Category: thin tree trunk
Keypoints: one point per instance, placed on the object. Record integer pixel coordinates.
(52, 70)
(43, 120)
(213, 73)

####################

TASK:
Copy every line of the records above verbatim.

FINISHED ANSWER:
Category: thin tree trunk
Keypoints: one point per instance, placed on the object. Record integer pixel coordinates.
(52, 70)
(43, 120)
(213, 73)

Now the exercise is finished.